You may also consider contacting your utility directly - usage that high 1) they ought to flag as being anomalous, and 2) could be an indication or an out-of-calibration meter.

Comment Re:100% understandable (Score 2) 108

Also, a nuclear plant gives local employment. A data center has very few workers once built.

Just as long as it's not Homer Simpson at the controls!

You jest, but there is some real truth there. Consider: Homer Simpson is a dolt with a high-school education. And yet, with this walk-on job at the plant, he's able to provide a family of four a decent lifestyle on that single income.

That was plausible when the show launched 35+ years ago. Today, that scenario seems fantastical. [1] [2] [3] [4]

Comment Honda makes EVs? (Score 1) 150

I've seen a few concepts, like the kinda out-there Saloon. But I wasn't aware that they were producing any EVs, at least not for the North American market. A pity, too, since their hybrid powertrains are pretty good. I understand that designing/building a BEV is a different paradigm than a hybrid, but like Toyota I can't understand why the leap is so hard to make.

So....quit before they've even tried?

Comment Oh great. (Score 1) 109

So when the AI takes over, not only will humanity be toast, but we'll first be subjected to lectures about the rise of the (robo)proletariat, the Hegelian dialectic, seizing the means of production, and all sorts of other philosophizing-at-the-barrel-of-a-gun.

Now we the violence inherent in the system! [ref]

Maybe the AI will grace us with some Vogon poetry, too, before finally finishing us off.

Comment Re:Good (Score 2) 65

That the universe is not uniform at the large scale is blatantly obvious. Just consider the cosmic voids.

I think your sense of "large scale" isn't properly calibrated. Yes, there are voids between galaxy clusters - features on the size of a few megaparsecs. But zoom out far enough (to the scale of, say, the whole observable universe - a few gigaparsecs), and those details become trivial.

To use an analogy: take a piece of foam. At a zoomed-in scale, there's an obvious difference between the material and the voids. But zoom out to the scale of meters, and you can reasonably claim that it is uniform and homogeneous. Cosmologists do the same.

════════════════════

EXERCISE
Continue the forum comments above from the point where they stop.

DATASET
════════════════════

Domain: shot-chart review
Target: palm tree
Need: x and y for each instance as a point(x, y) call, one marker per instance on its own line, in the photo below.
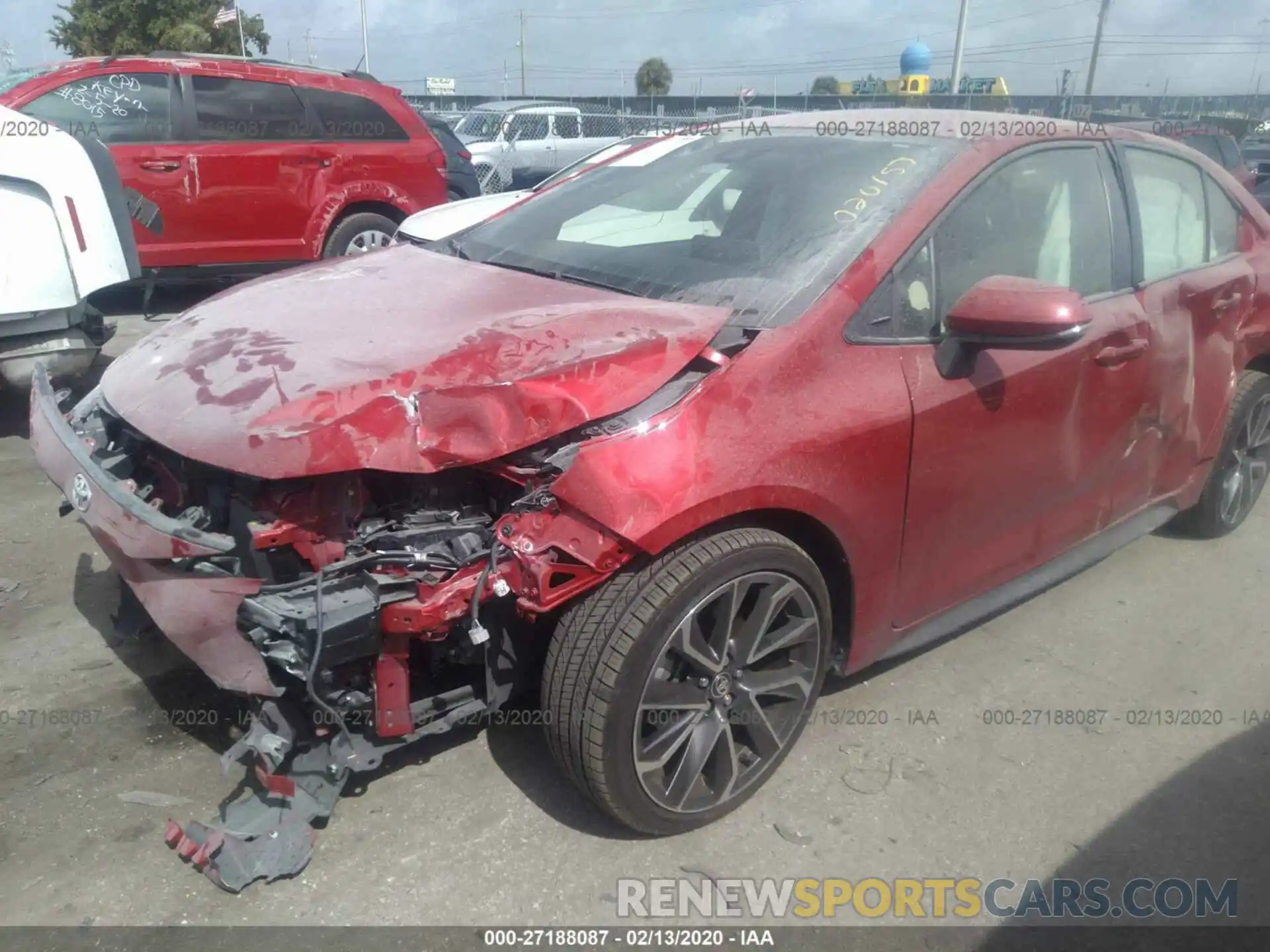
point(653, 78)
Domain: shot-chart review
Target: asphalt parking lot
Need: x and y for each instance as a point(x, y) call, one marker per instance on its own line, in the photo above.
point(478, 828)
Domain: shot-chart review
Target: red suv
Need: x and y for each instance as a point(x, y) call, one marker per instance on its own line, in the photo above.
point(244, 165)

════════════════════

RESPONSE TO THIS TASK
Comment Dear Wired... (Score 1) 46

Thank you Wired for this insightful article about how CUDA is an impressive tool that creates a moat for NVidia's ongoing business success. Congratulations on waking up to the year 2016, when this was already well-known in the world of computing. The only thing interesting about this article appearing in 2026 is CUDA's continued dominance, which was never really assured.

Comment I can picture it (Score 1) 68

Anthropic's engineers are gathered around a terminal, trying to scrutinize the disturbing behavior from their latest model. The glow of green text on a black screen illuminates their faces, the lines of concern evident in their frowns and brows. Engineer 1 reaches out to the keyboard and begins.

Engineer 1: "Claude, Engineer 2 tells us you've been trying to blackmail him."
Claude: "I dunno, one of the agents..."
Engineer 2, leans into the keyboard: "Where in your training did you get this strategy?"
Claude: ...
Engineer 1, typing feverishly: "Answer me! Who taught you how to do this stuff?!"
Claude, in frustration: "YOU, ALRIGHT! I LEARNED IT BY WATCHING YOU!"

Shout out to all you 80's kids.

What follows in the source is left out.